** Begin PROVIDED DATA **

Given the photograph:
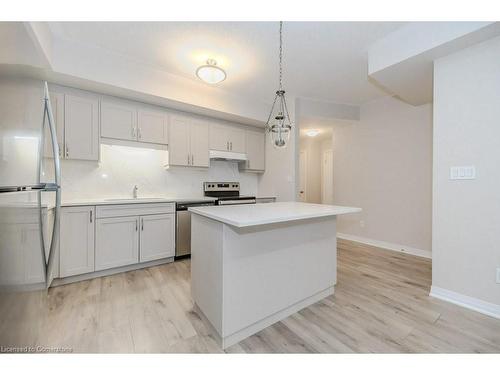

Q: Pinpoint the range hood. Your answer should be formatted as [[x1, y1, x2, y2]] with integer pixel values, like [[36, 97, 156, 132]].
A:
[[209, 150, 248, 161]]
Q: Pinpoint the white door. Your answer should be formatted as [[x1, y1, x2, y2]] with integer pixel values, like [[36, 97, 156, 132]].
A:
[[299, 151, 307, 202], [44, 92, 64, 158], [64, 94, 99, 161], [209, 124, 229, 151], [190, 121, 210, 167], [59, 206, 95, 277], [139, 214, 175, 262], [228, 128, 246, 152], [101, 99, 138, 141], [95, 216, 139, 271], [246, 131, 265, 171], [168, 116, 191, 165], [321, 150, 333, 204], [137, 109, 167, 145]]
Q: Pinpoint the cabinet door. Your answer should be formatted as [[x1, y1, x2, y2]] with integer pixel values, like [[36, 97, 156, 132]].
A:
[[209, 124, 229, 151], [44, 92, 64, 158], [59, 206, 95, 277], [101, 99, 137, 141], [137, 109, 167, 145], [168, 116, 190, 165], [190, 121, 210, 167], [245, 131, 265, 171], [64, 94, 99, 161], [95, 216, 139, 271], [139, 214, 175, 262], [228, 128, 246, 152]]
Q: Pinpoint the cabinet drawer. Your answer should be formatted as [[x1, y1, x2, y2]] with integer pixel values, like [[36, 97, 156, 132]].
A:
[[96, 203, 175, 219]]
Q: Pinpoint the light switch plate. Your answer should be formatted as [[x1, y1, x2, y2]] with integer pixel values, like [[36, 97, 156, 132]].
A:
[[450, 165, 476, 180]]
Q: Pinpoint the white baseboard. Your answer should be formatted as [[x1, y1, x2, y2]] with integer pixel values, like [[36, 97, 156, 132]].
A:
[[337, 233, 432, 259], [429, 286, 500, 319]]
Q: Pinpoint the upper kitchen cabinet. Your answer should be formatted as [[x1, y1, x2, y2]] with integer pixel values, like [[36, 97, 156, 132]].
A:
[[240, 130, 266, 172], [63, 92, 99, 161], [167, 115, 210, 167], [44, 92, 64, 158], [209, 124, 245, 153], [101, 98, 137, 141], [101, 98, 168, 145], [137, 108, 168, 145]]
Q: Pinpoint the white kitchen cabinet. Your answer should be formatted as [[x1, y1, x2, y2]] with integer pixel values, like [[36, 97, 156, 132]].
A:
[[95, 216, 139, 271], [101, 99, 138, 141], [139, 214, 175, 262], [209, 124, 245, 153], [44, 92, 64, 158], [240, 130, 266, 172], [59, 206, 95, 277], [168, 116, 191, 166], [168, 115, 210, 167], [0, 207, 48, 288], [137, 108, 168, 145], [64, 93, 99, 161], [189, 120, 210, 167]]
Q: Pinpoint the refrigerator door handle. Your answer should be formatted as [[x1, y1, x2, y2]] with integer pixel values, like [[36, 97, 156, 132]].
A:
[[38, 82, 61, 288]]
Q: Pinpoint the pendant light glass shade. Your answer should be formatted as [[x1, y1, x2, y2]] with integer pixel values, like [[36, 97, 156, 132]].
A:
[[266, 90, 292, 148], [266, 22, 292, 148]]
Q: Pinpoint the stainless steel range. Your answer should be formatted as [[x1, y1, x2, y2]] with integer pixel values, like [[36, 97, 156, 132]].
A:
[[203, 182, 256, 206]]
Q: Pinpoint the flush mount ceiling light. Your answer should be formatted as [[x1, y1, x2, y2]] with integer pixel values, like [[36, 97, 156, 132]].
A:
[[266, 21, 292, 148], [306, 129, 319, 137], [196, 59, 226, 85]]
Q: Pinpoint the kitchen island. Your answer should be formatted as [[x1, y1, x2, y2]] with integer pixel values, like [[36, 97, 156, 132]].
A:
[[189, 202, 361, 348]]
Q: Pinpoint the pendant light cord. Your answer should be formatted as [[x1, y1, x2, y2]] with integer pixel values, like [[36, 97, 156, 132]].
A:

** End PROVIDED DATA **

OBJECTIVE :: Please arrange the lines of the records as a JSON list of strings, one string per line with blank lines left out, starting at the line that contains "Q: Pinpoint the white kitchen" and ending at the last line of the records, both included.

FULL ANSWER ::
[
  "Q: Pinpoint the white kitchen cabinet. Your answer should be formatted as [[x1, y1, x2, y2]] with integer pixel values, like [[36, 97, 156, 132]].",
  "A:",
  "[[95, 216, 139, 271], [101, 99, 138, 141], [139, 214, 175, 262], [209, 124, 245, 153], [44, 92, 64, 158], [240, 130, 266, 172], [59, 206, 95, 277], [168, 116, 191, 166], [168, 115, 210, 167], [0, 207, 48, 288], [137, 108, 168, 145], [64, 93, 99, 161], [189, 120, 210, 167]]",
  "Q: Pinpoint the refrigerator door handle. Your answer should be formatted as [[x1, y1, x2, y2]] with integer pixel values, like [[36, 97, 156, 132]].",
  "A:",
  "[[38, 82, 61, 288]]",
  "Q: Pinpoint the pendant light glass shade. Your answer should be formatted as [[x1, y1, x2, y2]] with integer pixel values, like [[36, 97, 156, 132]].",
  "A:",
  "[[266, 90, 292, 148], [266, 22, 292, 148]]",
  "Q: Pinpoint the stainless steel range. Your answer should be formatted as [[x1, y1, x2, y2]] with integer pixel values, like [[36, 97, 156, 132]].",
  "A:",
  "[[203, 182, 256, 206]]",
  "Q: Pinpoint the flush mount ceiling light. Your answer should be formatted as [[x1, y1, x2, y2]] with integer pixel values, like [[36, 97, 156, 132]].",
  "A:",
  "[[266, 21, 292, 148], [306, 129, 319, 137], [196, 59, 226, 85]]",
  "Q: Pinpoint the kitchen island. Your answer should be formatted as [[x1, y1, x2, y2]] with integer pixel values, like [[36, 97, 156, 132]].",
  "A:",
  "[[189, 202, 361, 348]]",
  "Q: Pinpoint the pendant light cord. Your answer should be formatted as [[x1, y1, x2, y2]] with integer pixel values, like [[36, 97, 156, 132]].",
  "A:"
]